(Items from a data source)
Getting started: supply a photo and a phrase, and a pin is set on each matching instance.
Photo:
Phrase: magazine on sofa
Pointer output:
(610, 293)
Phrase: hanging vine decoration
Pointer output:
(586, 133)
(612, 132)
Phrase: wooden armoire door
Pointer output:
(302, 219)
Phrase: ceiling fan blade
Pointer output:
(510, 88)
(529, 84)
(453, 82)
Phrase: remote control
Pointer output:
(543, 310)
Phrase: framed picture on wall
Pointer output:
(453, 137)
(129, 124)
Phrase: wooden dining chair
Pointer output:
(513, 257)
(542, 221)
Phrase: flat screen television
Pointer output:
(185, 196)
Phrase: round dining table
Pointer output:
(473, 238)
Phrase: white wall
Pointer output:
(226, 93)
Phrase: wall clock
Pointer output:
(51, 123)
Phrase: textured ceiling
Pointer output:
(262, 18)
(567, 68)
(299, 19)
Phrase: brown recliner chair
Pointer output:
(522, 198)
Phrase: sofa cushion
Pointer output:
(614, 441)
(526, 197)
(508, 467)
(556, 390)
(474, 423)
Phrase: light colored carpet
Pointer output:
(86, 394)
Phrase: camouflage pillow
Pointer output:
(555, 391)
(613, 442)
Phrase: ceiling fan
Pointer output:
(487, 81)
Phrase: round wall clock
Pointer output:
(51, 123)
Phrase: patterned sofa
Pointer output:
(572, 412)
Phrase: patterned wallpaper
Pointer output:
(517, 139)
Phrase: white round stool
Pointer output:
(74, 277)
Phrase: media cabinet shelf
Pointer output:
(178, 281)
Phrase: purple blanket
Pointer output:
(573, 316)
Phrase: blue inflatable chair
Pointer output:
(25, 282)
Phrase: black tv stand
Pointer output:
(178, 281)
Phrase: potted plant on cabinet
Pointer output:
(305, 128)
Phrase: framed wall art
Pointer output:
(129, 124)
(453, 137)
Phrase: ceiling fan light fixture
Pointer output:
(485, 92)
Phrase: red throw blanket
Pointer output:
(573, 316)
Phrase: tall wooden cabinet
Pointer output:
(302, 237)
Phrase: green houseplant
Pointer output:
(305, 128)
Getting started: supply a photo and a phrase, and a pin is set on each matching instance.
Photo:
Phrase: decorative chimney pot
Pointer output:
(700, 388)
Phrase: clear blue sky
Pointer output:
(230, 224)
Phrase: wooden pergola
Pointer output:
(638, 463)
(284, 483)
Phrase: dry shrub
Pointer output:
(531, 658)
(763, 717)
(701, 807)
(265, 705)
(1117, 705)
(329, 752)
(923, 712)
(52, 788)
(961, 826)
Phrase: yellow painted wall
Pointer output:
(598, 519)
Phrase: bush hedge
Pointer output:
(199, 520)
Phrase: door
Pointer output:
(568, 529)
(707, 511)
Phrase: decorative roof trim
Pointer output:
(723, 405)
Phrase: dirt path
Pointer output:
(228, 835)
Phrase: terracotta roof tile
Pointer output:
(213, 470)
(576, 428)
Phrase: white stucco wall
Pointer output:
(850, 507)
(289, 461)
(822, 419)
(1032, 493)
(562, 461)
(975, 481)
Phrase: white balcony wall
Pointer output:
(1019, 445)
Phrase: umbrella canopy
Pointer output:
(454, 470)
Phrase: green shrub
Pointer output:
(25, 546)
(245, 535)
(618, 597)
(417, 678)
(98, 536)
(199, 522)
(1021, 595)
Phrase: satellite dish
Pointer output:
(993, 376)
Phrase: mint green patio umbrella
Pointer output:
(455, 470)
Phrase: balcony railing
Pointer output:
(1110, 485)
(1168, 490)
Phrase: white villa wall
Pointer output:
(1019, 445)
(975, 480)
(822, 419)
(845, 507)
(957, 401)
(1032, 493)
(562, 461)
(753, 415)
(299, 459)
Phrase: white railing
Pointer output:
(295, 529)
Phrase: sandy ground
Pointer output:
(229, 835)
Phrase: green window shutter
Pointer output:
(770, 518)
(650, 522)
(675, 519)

### [Objective]
Reproduce the data from the line that contains "Phrase: purple blanket" through the end of the data. Substitute "Pin locations" for each instance of "Pointer output" and leave everything else unchanged.

### [Reply to the task]
Phrase: purple blanket
Pin locations:
(573, 316)
Phrase: blue inflatable chair
Pin locations:
(25, 282)
Phrase: black tv stand
Pin locations:
(178, 281)
Phrase: potted plant on cabinet
Pin locations:
(305, 128)
Phrase: framed wall art
Pin locations:
(129, 124)
(453, 137)
Phrase: ceiling fan light fixture
Pin locations:
(485, 92)
Phrase: red throw blanket
Pin locations:
(573, 316)
Phrase: tall wooden cabinet
Pin locations:
(302, 237)
Phrase: green houseplant
Pin locations:
(305, 128)
Getting started: supply a photo and a phrase, and a pin is set on each matching instance.
Photo:
Phrase: decorative chimney pot
Pin locations:
(700, 388)
Phrase: clear blue sky
Pin locations:
(230, 224)
Phrase: wooden pergola
Pin locations:
(638, 463)
(284, 483)
Phrase: dry shrub
Pin locations:
(531, 658)
(763, 717)
(701, 807)
(265, 705)
(1117, 705)
(329, 752)
(923, 712)
(52, 788)
(961, 826)
Phrase: yellow painted wall
Pin locations:
(598, 519)
Phrase: bush hedge
Pin locations:
(199, 520)
Phrase: door
Pin locations:
(568, 529)
(707, 511)
Phrase: decorative roof trim
Pin locations:
(723, 405)
Phrase: dirt path
Pin locations:
(228, 835)
Phrase: terracotta roof tile
Pin locations:
(213, 470)
(576, 428)
Phrase: white stucco wall
Pin locations:
(850, 507)
(289, 461)
(822, 419)
(1032, 493)
(562, 461)
(975, 481)
Phrase: white balcony wall
Pin locations:
(1019, 445)
Phrase: umbrella canopy
Pin locations:
(454, 470)
Phrase: green shrub
Pin locations:
(25, 546)
(245, 535)
(618, 597)
(417, 678)
(98, 536)
(199, 522)
(1021, 595)
Phrase: satellite dish
Pin locations:
(993, 376)
Phrase: mint green patio umbrella
Pin locations:
(455, 470)
Phrase: balcony railing
Pin locations:
(1110, 485)
(1168, 490)
Phrase: white villa wall
Pin locations:
(1019, 445)
(975, 480)
(822, 419)
(845, 507)
(957, 401)
(1032, 493)
(562, 461)
(753, 415)
(299, 459)
Phrase: white railing
Pin locations:
(295, 529)
Phrase: sandy ground
Pin locations:
(229, 835)
Phrase: green window shutter
Pin locations:
(770, 518)
(650, 522)
(675, 519)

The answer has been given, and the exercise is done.